Instruções do exercício: Liste cada linha dos registros em que aparece a palavra "tail". Diferencie maiúsculas de minúsculas.

Trechos dos registros:

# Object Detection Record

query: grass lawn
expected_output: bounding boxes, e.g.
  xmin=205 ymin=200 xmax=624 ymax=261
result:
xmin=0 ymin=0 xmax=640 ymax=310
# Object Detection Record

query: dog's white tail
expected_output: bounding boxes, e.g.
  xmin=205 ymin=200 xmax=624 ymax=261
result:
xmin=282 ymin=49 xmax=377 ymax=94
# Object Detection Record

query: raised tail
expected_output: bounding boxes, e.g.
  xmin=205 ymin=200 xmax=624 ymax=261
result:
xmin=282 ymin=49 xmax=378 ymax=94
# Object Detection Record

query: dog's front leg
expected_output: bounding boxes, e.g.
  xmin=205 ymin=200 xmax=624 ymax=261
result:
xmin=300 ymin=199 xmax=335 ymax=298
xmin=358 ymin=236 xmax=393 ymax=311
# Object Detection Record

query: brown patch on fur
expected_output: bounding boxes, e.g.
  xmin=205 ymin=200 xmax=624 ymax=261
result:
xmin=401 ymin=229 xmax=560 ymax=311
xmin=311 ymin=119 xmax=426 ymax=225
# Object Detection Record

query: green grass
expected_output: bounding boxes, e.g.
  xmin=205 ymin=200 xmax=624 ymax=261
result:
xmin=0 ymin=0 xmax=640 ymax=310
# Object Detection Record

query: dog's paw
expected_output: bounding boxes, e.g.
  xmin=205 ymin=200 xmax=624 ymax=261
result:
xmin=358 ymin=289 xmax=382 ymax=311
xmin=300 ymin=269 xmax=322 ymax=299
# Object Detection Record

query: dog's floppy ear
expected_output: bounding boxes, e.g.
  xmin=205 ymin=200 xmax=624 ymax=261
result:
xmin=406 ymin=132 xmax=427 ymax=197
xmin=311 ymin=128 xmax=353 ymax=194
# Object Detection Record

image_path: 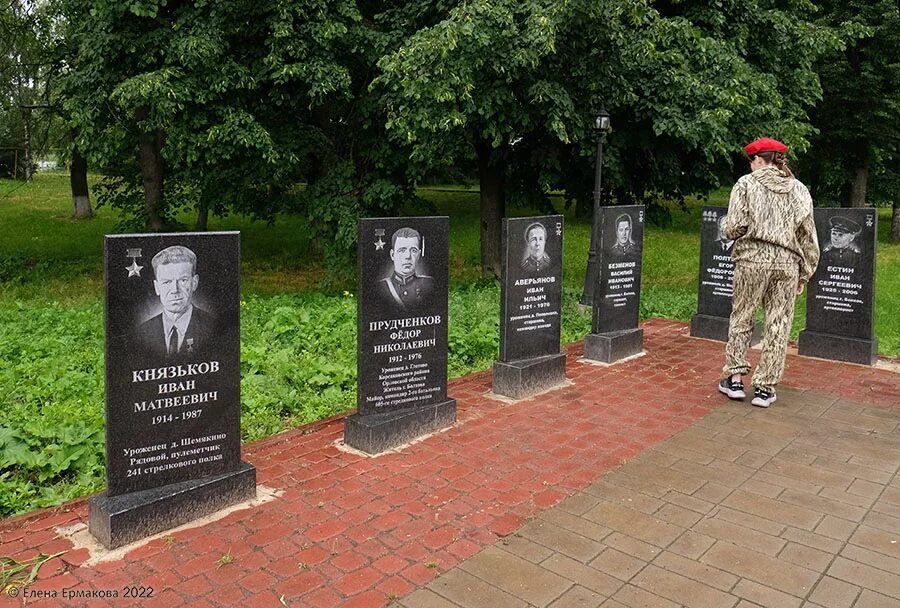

Resposta:
query: dog's white tail
query: raised tail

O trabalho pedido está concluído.